:: Excerpt to read
Browne, who said he has met with the family and talked with the suspect, cited a need to protect family members in declining to release the soldier's name.
Reporters swarmed Bales' neighborhood in Lake Tapps, in Washington state on Friday night in the rural community, a wooded area filled with pine trees about 20 miles northeast of the base.
Kassie Holland, who lives next door, said she would often see Bales playing with his two kids and the family together at the modern split-level home.
"My reaction is that I'm shocked," she said. "I can't believe it was him. There were no signs. It's really sad. I don't want to believe that he did it."
"He always had a good attitude about being in the service. He was never really angry about it. When I heard him talk, he said, it seemed like, yeah, that's my job. That's what I do. He never expressed a lot of emotion toward it."
The soldier, said to have received sniper training, is assigned to the 2nd Battalion, 3rd Infantry Regiment of the 3rd Stryker Brigade Combat Team, of the 2nd Infantry Division, which is based at Lewis-McChord and has been dispatched to Iraq three times since 2003, military officials say.
During the suspect's time in Iraq, Browne said, the soldier was injured twice. A battle-related injury required surgery to remove part of one foot, the lawyer said.
But Browne and government officials differ in their portrayal of a second injury, to the soldier's head, in a vehicle accident.
A government official said this week that the accident was not related to combat. But Browne said the man suffered a concussion in an accident caused by an improvised explosive device.
Browne also said his client was "highly decorated," but did not provide any specifics.
Bales completed 20 hours of anger-management counseling following a 2002 arrest at a Tacoma hotel for investigation of assault. Browne said the case involved a woman who was not his wife. It was not immediately clear how long Bales has been married to his wife.
Tacoma Municipal court administrator Yvonne Pettus provided a copy of the court docket, but said clerks could not immediately locate the case file, which is either in archives or destroyed. The docket shows that Bales pleaded not guilty, underwent the 20 hours of anger management treatment, and the case was dismissed.
When he returned to the Seattle area, the staff sergeant at first thought he would not be required to join his unit when it shipped out for Afghanistan, the lawyer said. His family thought he was done fighting and was counting on him staying home. Until orders came dispatching him to Afghanistan, he was training to be a military recruiter, Browne said.
::::
:: Excerpted data
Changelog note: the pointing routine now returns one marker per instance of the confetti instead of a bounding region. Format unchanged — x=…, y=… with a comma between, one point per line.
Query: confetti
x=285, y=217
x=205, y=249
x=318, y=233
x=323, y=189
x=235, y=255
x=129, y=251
::::
• _Problem 1_:
Please output the passage from the article about Bales above word for word, beginning at "During the suspect's" and ending after "a vehicle accident.".
• _Problem 2_:
According to the article about Bales, what was he training to be before orders sent him to Afghanistan?

• _Answer 1_:
During the suspect's time in Iraq, Browne said, the soldier was injured twice. A battle-related injury required surgery to remove part of one foot, the lawyer said.
But Browne and government officials differ in their portrayal of a second injury, to the soldier's head, in a vehicle accident.

• _Answer 2_:
A military recruiter.